[TASK DESCRIPTION]: Lay out the lines of the listing below as a Markdown table with the columns No. and Text, starting at the line that contains "notation: point(4, 297)." and ending at the line that contains "point(450, 258)". Include only those lines and skip any blank ones.

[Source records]
'''

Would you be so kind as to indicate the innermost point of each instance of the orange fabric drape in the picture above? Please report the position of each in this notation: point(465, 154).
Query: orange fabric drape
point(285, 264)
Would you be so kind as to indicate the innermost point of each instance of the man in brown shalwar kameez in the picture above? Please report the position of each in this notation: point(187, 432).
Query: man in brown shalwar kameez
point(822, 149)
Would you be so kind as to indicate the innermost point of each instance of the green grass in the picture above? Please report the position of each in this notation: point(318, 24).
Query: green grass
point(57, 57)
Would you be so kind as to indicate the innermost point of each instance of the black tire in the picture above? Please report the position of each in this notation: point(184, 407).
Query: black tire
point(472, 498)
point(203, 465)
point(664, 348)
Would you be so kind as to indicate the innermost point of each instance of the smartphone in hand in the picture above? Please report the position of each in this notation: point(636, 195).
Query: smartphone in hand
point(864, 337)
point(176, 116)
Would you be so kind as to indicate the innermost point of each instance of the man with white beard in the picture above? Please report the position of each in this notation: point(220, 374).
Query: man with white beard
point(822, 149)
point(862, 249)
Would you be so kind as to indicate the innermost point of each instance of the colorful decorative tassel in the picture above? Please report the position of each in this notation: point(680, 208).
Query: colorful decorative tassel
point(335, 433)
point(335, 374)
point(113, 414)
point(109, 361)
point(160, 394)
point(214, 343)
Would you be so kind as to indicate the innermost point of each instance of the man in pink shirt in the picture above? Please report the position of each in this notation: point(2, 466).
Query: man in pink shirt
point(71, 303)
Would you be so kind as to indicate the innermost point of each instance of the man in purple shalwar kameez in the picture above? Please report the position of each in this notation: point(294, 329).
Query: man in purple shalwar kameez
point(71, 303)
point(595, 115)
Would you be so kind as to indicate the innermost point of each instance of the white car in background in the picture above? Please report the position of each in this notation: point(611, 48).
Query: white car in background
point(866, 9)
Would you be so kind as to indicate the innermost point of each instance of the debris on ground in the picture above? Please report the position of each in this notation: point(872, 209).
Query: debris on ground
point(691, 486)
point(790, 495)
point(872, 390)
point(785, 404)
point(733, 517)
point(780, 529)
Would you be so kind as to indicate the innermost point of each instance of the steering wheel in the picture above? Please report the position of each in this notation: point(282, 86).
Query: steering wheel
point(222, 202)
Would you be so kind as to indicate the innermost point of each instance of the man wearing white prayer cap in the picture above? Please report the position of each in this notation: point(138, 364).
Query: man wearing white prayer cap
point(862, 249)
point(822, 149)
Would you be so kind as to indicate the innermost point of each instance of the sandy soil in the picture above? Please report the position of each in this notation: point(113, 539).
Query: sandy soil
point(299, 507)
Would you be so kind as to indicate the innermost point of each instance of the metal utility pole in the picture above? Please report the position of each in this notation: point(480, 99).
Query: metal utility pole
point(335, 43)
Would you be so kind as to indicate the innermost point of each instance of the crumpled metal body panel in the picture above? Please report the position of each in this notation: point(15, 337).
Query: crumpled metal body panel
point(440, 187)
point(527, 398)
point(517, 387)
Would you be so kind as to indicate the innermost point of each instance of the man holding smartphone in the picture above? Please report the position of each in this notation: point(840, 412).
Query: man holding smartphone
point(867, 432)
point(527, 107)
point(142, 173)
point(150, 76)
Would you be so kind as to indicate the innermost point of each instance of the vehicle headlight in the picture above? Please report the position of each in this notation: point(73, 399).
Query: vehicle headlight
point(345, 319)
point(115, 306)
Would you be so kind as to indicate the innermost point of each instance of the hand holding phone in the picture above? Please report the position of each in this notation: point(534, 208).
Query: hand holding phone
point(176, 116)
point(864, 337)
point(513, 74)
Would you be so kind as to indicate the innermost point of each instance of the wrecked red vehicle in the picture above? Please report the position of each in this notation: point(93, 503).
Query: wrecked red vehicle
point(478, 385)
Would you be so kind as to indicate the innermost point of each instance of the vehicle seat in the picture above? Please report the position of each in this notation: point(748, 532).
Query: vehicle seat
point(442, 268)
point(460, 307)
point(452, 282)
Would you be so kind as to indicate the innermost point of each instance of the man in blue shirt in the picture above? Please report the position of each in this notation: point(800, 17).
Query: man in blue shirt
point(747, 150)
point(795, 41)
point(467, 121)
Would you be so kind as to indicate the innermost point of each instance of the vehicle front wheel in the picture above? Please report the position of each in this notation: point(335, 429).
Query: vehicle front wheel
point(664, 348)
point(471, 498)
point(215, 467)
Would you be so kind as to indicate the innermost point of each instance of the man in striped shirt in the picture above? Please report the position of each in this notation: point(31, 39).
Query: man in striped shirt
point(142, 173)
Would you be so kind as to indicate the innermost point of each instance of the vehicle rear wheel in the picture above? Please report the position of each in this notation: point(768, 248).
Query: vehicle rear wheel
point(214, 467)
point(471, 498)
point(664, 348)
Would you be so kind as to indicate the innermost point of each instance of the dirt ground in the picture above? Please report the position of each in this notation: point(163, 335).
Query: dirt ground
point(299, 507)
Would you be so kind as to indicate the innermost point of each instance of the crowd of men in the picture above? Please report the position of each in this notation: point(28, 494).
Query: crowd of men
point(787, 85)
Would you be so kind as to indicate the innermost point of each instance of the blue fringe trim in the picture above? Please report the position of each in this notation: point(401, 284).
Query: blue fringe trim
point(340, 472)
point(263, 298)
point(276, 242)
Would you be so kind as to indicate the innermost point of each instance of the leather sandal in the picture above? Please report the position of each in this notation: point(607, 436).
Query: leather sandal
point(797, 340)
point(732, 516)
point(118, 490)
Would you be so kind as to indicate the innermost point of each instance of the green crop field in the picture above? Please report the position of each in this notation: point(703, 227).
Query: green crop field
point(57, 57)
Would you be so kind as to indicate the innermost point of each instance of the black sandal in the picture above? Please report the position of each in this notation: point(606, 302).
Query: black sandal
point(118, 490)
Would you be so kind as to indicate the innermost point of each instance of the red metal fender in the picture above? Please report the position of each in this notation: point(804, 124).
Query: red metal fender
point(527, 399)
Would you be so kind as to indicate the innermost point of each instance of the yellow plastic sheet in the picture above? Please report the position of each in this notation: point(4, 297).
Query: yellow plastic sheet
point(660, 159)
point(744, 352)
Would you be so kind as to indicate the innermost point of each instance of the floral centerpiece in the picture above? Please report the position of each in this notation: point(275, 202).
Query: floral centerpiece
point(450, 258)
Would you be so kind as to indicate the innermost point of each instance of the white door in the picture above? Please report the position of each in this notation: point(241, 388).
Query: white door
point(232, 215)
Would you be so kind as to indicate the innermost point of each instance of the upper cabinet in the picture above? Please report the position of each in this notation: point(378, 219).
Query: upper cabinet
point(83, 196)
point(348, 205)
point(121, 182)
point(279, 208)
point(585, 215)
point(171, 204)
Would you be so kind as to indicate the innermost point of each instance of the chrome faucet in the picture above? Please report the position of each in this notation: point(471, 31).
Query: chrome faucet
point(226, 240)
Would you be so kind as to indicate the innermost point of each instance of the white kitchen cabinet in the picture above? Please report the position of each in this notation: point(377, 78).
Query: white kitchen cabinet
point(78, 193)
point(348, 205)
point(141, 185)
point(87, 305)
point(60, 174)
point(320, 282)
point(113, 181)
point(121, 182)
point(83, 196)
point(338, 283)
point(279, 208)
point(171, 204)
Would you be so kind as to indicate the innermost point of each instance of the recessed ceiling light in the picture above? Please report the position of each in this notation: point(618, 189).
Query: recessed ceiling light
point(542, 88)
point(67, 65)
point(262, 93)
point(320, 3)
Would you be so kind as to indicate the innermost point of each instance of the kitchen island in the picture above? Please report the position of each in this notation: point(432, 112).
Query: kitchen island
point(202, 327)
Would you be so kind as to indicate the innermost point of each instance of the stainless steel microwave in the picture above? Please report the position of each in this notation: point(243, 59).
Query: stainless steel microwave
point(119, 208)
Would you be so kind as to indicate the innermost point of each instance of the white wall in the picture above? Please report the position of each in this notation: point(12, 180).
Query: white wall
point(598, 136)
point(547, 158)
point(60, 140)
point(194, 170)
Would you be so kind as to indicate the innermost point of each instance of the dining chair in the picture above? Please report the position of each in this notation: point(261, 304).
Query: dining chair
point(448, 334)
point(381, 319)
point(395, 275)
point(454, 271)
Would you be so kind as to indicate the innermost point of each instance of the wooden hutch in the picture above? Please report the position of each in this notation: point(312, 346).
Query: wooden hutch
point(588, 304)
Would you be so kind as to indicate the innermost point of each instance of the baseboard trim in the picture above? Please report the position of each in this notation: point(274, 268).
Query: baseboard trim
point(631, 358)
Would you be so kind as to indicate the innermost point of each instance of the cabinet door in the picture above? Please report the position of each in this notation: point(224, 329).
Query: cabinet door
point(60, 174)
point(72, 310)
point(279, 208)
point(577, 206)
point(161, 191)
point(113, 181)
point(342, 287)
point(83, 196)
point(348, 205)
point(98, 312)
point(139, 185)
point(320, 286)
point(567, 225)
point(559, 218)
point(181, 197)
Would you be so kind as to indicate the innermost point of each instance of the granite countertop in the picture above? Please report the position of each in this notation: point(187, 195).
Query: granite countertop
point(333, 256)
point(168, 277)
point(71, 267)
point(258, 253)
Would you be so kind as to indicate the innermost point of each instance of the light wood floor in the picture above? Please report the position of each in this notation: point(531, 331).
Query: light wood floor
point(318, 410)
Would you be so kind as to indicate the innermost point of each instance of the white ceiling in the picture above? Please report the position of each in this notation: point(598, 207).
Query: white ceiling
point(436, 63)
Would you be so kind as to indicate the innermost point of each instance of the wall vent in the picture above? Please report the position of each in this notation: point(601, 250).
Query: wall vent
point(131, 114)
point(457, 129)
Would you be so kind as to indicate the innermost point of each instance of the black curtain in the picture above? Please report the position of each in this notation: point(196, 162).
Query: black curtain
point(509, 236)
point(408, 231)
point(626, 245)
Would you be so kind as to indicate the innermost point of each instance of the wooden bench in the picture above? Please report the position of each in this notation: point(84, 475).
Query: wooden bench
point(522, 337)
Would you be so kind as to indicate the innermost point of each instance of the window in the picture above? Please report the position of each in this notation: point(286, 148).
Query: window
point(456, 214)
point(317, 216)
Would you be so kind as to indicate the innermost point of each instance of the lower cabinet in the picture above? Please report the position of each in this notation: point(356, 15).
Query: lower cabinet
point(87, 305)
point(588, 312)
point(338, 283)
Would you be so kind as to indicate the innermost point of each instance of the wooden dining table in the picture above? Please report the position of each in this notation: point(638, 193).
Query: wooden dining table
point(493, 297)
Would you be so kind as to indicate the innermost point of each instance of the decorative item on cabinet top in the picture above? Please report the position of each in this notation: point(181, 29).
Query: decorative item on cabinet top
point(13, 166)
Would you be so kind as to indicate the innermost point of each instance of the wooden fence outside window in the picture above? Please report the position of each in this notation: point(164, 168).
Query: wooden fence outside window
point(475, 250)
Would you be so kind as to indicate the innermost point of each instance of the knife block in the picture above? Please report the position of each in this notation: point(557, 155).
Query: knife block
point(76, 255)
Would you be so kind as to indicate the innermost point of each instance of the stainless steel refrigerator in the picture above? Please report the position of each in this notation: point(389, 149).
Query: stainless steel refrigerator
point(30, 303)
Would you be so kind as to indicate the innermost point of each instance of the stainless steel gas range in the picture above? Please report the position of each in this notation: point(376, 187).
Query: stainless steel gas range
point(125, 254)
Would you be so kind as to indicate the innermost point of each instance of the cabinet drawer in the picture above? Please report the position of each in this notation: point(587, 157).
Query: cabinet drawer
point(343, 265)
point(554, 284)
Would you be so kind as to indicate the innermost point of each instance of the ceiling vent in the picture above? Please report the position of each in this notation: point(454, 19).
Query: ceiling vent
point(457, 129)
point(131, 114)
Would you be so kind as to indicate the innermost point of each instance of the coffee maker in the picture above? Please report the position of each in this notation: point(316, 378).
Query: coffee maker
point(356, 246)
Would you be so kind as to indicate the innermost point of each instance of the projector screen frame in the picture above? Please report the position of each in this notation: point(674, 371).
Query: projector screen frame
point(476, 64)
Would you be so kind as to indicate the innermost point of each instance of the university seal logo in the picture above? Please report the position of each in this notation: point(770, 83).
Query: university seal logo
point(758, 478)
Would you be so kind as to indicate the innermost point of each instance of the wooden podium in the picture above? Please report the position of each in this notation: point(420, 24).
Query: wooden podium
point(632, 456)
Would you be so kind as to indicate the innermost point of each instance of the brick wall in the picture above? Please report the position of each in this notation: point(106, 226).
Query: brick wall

'''

[TASK ANSWER]:
| No. | Text |
|---|---|
| 1 | Would you be so kind as to indicate the innermost point of each instance of the yellow plastic sheet in the picture above? Please report the position of each in this notation: point(4, 297). |
| 2 | Query: yellow plastic sheet |
| 3 | point(660, 159) |
| 4 | point(744, 352) |
| 5 | Would you be so kind as to indicate the innermost point of each instance of the floral centerpiece in the picture above? Please report the position of each in this notation: point(275, 202). |
| 6 | Query: floral centerpiece |
| 7 | point(450, 258) |